*** Block opens ***

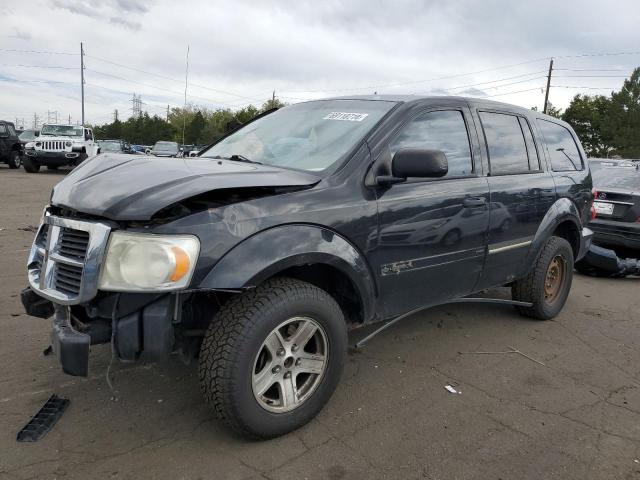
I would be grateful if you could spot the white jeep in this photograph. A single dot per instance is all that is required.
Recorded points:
(59, 145)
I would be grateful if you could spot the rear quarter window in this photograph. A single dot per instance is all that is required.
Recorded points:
(506, 144)
(562, 147)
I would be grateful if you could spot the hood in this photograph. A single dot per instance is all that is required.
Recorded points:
(125, 187)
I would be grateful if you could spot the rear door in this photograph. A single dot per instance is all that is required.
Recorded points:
(4, 141)
(568, 165)
(521, 192)
(431, 238)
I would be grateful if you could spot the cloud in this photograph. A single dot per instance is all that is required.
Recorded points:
(308, 49)
(20, 34)
(122, 21)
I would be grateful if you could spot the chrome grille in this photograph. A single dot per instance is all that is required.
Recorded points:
(64, 263)
(53, 145)
(74, 243)
(68, 278)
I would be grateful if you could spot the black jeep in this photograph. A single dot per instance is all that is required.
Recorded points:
(259, 255)
(10, 147)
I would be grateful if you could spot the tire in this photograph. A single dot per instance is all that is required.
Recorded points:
(14, 160)
(236, 364)
(548, 284)
(30, 166)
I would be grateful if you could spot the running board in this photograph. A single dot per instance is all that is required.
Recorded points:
(44, 420)
(499, 301)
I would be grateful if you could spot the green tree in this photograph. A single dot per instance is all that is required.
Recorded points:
(195, 129)
(589, 117)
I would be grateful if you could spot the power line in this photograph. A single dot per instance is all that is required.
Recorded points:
(593, 76)
(47, 52)
(607, 54)
(504, 84)
(589, 70)
(167, 78)
(490, 81)
(585, 87)
(518, 91)
(446, 77)
(36, 66)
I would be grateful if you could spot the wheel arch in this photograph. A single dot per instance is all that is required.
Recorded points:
(562, 220)
(311, 253)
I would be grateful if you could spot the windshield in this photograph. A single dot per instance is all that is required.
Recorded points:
(166, 147)
(27, 135)
(110, 146)
(62, 130)
(307, 136)
(616, 174)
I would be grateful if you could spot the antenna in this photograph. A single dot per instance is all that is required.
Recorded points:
(184, 110)
(82, 78)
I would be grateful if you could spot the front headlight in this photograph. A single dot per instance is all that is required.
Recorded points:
(141, 262)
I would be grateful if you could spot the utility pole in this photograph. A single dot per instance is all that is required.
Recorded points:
(82, 78)
(546, 93)
(136, 107)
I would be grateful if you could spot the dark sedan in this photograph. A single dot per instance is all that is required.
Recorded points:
(617, 203)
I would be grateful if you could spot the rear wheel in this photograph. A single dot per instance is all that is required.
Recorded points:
(14, 160)
(547, 286)
(30, 165)
(272, 357)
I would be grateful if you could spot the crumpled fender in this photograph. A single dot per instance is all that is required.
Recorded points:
(271, 251)
(602, 262)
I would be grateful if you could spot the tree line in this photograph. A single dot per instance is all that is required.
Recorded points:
(607, 125)
(201, 126)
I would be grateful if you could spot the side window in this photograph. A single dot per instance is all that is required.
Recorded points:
(534, 159)
(561, 146)
(505, 143)
(439, 130)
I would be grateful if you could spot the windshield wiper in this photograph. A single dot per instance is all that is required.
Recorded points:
(238, 158)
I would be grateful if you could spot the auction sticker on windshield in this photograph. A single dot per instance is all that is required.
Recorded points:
(603, 208)
(346, 116)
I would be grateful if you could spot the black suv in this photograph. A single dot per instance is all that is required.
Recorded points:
(10, 147)
(259, 255)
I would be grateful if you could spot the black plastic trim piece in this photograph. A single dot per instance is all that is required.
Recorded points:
(44, 420)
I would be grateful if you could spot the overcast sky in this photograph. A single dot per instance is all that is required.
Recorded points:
(240, 51)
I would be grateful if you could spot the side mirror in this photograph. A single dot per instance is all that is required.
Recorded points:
(416, 162)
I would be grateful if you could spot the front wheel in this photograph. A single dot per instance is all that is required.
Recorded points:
(14, 160)
(272, 357)
(547, 286)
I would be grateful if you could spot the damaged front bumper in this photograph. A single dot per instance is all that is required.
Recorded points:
(137, 326)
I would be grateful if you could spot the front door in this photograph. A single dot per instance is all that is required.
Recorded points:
(431, 236)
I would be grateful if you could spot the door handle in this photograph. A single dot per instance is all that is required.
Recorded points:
(474, 202)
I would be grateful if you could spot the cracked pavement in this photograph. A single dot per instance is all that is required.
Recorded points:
(575, 417)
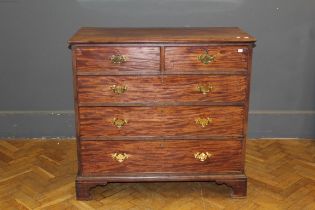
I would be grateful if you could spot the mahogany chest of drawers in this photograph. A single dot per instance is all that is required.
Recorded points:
(161, 104)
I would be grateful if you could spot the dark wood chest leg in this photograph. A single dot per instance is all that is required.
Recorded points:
(83, 189)
(239, 187)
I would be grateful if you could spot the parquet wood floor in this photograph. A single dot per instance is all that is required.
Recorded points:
(39, 174)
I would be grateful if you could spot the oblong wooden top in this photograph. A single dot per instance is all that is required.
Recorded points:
(89, 35)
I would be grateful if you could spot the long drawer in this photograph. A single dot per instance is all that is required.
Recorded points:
(172, 121)
(189, 156)
(117, 60)
(205, 59)
(162, 89)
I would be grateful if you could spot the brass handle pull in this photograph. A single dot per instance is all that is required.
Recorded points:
(118, 59)
(204, 89)
(119, 122)
(120, 157)
(202, 156)
(203, 122)
(205, 58)
(119, 89)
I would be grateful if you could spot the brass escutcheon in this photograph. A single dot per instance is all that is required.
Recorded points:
(205, 58)
(204, 89)
(119, 122)
(203, 122)
(119, 89)
(120, 157)
(118, 59)
(202, 156)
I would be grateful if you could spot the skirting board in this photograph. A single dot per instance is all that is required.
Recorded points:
(52, 124)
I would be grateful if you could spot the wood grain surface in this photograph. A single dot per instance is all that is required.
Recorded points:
(225, 58)
(94, 35)
(160, 156)
(160, 89)
(98, 59)
(96, 122)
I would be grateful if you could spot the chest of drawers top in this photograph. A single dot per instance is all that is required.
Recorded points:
(90, 35)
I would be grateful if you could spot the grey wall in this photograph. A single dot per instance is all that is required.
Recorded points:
(35, 66)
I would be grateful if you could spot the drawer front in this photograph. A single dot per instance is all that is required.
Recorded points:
(117, 60)
(191, 156)
(205, 59)
(196, 121)
(162, 89)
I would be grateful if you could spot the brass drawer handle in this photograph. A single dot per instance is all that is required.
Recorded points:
(120, 157)
(205, 58)
(118, 59)
(119, 122)
(119, 89)
(204, 89)
(202, 156)
(203, 122)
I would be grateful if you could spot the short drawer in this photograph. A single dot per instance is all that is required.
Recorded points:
(160, 89)
(205, 59)
(117, 60)
(189, 156)
(168, 121)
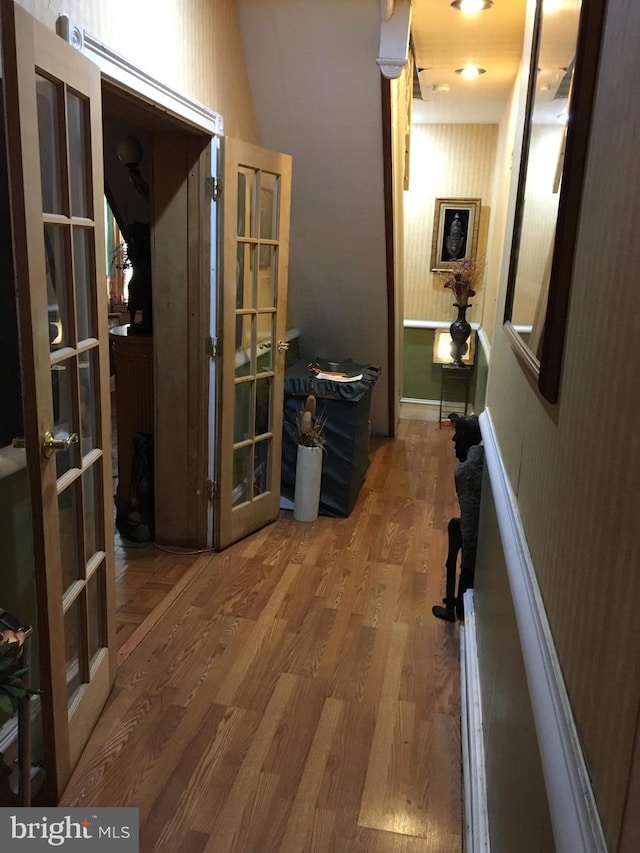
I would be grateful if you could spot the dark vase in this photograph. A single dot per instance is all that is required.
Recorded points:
(460, 331)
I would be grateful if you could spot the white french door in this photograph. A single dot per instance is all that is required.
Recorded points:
(54, 149)
(257, 201)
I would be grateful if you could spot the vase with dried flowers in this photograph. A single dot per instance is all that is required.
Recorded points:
(464, 277)
(306, 501)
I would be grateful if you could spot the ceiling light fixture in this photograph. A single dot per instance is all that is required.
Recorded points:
(470, 71)
(471, 6)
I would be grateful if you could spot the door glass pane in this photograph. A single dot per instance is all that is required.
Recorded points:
(241, 474)
(63, 421)
(267, 278)
(92, 511)
(56, 272)
(77, 130)
(268, 206)
(263, 405)
(88, 369)
(246, 196)
(72, 625)
(68, 524)
(48, 105)
(244, 277)
(245, 355)
(96, 609)
(243, 411)
(84, 285)
(262, 467)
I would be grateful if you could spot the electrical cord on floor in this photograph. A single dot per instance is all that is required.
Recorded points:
(174, 550)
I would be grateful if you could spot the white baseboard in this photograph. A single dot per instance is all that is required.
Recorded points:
(574, 816)
(476, 821)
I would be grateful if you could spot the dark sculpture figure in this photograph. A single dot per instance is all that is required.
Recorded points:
(463, 531)
(138, 238)
(454, 241)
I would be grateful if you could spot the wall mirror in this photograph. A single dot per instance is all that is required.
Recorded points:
(562, 79)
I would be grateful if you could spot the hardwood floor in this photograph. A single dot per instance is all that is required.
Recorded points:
(295, 693)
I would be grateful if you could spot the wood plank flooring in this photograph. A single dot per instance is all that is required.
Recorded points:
(295, 692)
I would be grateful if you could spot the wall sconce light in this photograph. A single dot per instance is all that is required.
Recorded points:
(469, 72)
(471, 6)
(130, 153)
(442, 347)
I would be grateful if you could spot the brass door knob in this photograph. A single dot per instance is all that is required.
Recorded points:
(51, 445)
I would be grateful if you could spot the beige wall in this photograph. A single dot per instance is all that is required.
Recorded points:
(192, 46)
(447, 161)
(574, 466)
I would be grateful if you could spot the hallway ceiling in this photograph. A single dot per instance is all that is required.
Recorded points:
(444, 39)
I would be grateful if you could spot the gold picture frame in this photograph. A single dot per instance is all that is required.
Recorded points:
(455, 231)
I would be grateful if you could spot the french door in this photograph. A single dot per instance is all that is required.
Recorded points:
(54, 149)
(257, 201)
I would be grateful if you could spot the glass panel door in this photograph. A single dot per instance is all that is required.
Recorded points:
(257, 203)
(53, 109)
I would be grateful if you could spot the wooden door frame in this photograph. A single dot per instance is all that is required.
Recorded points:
(181, 313)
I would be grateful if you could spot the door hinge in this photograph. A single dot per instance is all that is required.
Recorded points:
(212, 490)
(214, 188)
(212, 347)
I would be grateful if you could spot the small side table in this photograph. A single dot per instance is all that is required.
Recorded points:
(455, 389)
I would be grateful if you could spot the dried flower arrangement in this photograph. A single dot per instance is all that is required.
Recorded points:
(464, 277)
(310, 428)
(13, 690)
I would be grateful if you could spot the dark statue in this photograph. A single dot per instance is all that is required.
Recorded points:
(138, 238)
(454, 241)
(463, 531)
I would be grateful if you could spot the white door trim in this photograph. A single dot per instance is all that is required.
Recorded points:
(124, 74)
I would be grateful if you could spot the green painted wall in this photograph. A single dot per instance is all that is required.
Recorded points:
(422, 378)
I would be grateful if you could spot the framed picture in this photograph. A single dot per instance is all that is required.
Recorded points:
(455, 231)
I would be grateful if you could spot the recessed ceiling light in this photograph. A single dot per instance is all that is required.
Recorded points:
(470, 71)
(471, 6)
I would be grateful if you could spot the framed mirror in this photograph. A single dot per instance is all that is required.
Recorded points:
(562, 79)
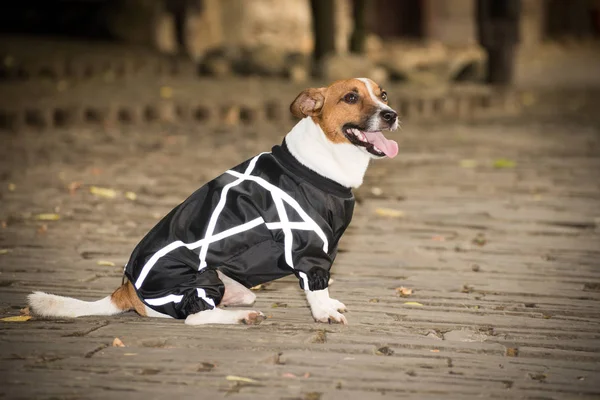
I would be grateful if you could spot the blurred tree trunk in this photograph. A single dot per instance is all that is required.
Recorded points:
(360, 8)
(323, 28)
(498, 32)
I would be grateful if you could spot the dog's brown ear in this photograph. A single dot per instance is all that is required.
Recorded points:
(308, 103)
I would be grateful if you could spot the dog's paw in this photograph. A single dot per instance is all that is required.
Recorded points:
(329, 314)
(252, 318)
(337, 305)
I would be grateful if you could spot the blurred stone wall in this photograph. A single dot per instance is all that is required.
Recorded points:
(450, 22)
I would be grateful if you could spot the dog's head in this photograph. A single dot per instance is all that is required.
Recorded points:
(351, 111)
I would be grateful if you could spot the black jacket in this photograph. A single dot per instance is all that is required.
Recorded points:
(265, 219)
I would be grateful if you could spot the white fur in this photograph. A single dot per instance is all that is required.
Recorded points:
(343, 163)
(375, 122)
(324, 308)
(50, 305)
(155, 314)
(220, 316)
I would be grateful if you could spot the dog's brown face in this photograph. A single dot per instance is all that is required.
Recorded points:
(351, 111)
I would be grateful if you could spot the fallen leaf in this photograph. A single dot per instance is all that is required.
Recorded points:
(467, 289)
(468, 163)
(103, 192)
(403, 292)
(384, 351)
(130, 196)
(47, 217)
(512, 352)
(166, 92)
(73, 187)
(389, 213)
(479, 239)
(105, 263)
(504, 163)
(18, 318)
(61, 85)
(240, 379)
(528, 98)
(538, 377)
(205, 367)
(262, 286)
(376, 191)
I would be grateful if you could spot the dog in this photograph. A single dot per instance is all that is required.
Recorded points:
(280, 213)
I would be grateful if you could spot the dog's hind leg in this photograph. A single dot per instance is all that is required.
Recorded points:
(50, 305)
(220, 316)
(236, 294)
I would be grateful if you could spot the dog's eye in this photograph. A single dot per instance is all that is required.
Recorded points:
(351, 98)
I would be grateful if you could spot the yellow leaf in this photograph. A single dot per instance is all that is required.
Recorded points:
(166, 92)
(61, 85)
(103, 192)
(389, 212)
(468, 163)
(404, 292)
(19, 318)
(504, 163)
(413, 303)
(240, 379)
(528, 98)
(47, 217)
(130, 196)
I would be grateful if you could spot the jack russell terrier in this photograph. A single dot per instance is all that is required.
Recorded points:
(277, 214)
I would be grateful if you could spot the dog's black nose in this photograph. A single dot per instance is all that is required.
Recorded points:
(389, 116)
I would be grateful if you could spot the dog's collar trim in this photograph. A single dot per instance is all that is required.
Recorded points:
(287, 159)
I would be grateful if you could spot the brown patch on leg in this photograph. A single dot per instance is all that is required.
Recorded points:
(253, 318)
(125, 298)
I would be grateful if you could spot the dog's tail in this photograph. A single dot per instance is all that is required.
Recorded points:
(50, 305)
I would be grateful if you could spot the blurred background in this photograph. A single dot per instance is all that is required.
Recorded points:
(112, 112)
(146, 60)
(149, 51)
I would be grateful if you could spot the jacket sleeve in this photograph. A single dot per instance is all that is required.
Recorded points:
(311, 266)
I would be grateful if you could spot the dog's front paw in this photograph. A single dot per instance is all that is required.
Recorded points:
(337, 305)
(252, 318)
(323, 313)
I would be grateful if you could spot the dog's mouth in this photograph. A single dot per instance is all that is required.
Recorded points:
(373, 142)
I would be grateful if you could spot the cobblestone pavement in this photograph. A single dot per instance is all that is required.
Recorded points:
(493, 225)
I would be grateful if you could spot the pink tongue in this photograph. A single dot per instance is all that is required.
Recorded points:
(389, 147)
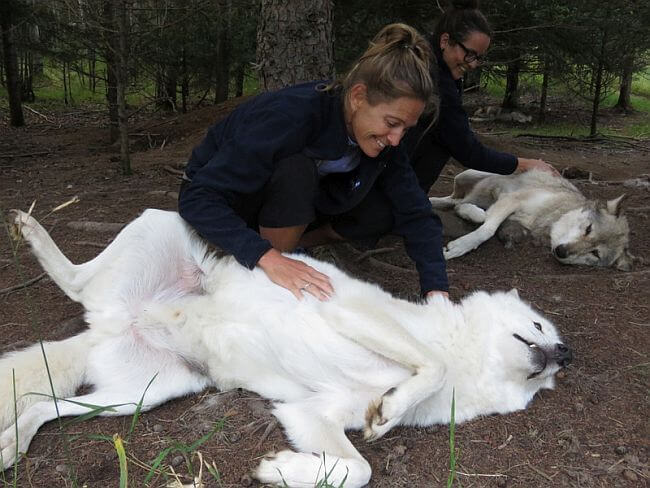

*** Block closes ***

▸ Exercise prompt
What belongs in the answer is each line of the data that has the word "brown".

▸ Final answer
I would be grateful if you could spot the dog's brown ear in this photograph. A single dot per instance is all that is required.
I would be grateful if you could spot the dog's brown face in this photograph. A single dot per instance is all that is required.
I would be grateful if you could spot the brown patch on leg in this photograph. A single dot per instance is all that is required.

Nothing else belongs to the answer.